--- START TEXT PASSAGE ---

I hope you don't mind I call you by that name. I didn't know what you were going to be, a boy or a girl, but I wanted so bad to call you by name, instead of just, 'My Baby'. And I thought 'Sunshine' sounds so cute. Apart from the song You Are My Sunshine, there's also this character Ron 'Sunshine' Bass from my favorite movie, Remember The Titans, that I love so much. Then, 7 months later, our practitioner Dr. Lawrence told us you're a boy. Ha ha. I thought, "What the heck. Let's just go on with that petname."

Your father and I didn't plan you, my dear... We had only been together for a short while, but YOU happened... It was a surprise. The news caught us off guard. One day we were just a happy, young, carefree couple and the next day, we were having a family to live for.

Although unplanned, it was never a mistake... We welcomed you with open hearts. Surprised, yes. But happy nevertheless... =) I still remember the face your father had when we found ourselves looking at a positive home pregnancy test. Oh dear, we were smiling, out of disbelief... I had to be honest, it didn't sink in until after the 3rd test and we've went to the doctor to have it confirmed.

It was not until I saw you on the scan equipment screen monitor that I felt like crying... and I did. You were just the size of a bean then; a tiny, 2 weeks old foetus... And I teared up... I wasn's sure about what your father feel but I saw him smiling speechlessly... =) I kept asking myself, "Can you believe it? There's a life forming inside of me. There's a human being inside me!" It was just wonderful... Although scary, not knowing how to be a mother and how our lives would change now that you're coming, but it was wonderful... Almost magical...

--- END TEXT PASSAGE ---

■ WHAT TO DO
A - According to the letter, what is the writer's favorite movie?
B - Retype the part of the letter starting at "Your father and" and ending at "have it confirmed.", keeping every word and mark the same.

--- START RAW DATA ---

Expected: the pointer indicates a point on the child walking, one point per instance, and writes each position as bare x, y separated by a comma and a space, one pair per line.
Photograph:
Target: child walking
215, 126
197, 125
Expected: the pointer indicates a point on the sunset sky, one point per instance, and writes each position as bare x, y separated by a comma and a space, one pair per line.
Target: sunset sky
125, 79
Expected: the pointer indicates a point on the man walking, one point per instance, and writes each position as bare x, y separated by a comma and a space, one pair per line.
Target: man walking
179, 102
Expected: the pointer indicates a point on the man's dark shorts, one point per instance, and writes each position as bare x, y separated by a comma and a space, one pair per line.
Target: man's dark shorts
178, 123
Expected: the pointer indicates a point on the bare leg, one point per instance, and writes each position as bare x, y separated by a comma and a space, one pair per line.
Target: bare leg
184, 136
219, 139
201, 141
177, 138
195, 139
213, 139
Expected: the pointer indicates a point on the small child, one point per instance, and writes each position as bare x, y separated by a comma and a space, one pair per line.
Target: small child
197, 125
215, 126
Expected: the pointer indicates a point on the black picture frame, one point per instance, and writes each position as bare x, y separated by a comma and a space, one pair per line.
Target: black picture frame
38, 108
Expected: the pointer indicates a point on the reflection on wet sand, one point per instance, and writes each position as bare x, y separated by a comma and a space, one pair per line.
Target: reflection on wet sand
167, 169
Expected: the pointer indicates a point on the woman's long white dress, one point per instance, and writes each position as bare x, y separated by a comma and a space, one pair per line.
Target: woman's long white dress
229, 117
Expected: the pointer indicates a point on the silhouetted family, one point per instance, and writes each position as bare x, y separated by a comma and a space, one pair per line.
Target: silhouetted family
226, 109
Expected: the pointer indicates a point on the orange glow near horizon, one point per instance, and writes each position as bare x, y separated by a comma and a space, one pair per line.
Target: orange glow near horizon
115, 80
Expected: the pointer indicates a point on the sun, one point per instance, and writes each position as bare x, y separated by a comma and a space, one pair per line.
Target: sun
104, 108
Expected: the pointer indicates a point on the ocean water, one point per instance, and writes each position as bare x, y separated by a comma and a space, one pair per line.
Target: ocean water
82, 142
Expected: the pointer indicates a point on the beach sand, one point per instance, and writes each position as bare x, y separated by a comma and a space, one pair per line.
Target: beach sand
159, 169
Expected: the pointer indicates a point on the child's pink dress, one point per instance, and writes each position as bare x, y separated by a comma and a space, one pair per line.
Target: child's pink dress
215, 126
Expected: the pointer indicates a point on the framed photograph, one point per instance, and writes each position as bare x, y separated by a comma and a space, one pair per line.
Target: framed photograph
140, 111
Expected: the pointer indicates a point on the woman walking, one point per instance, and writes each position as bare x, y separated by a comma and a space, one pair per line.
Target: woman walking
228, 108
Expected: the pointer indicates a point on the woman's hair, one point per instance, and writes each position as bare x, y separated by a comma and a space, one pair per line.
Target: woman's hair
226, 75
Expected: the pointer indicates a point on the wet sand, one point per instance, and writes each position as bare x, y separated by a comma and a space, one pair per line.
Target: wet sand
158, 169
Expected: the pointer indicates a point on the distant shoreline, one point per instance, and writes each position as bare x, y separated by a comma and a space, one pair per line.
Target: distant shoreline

--- END RAW DATA ---

■ SOLUTION SET
A - Remember The Titans

B -
Your father and I didn't plan you, my dear... We had only been together for a short while, but YOU happened... It was a surprise. The news caught us off guard. One day we were just a happy, young, carefree couple and the next day, we were having a family to live for.

Although unplanned, it was never a mistake... We welcomed you with open hearts. Surprised, yes. But happy nevertheless... =) I still remember the face your father had when we found ourselves looking at a positive home pregnancy test. Oh dear, we were smiling, out of disbelief... I had to be honest, it didn't sink in until after the 3rd test and we've went to the doctor to have it confirmed.